> _Set problem_
Reproduce each of the rows below word for word, leaving the pictures out of your answer.

(Records contained in a dataset)
────────────────────
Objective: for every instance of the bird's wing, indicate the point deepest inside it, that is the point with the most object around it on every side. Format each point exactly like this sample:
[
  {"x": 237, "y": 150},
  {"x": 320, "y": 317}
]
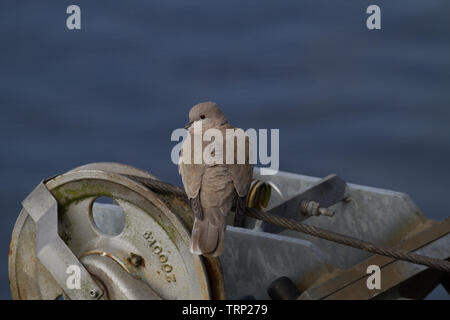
────────────────────
> _Task response_
Objective: for every instance of the bird's wing, indicate the point deepest inside it, that is the point with the most object around it on every side. Format each point exactly like this sample:
[
  {"x": 237, "y": 150},
  {"x": 320, "y": 317}
]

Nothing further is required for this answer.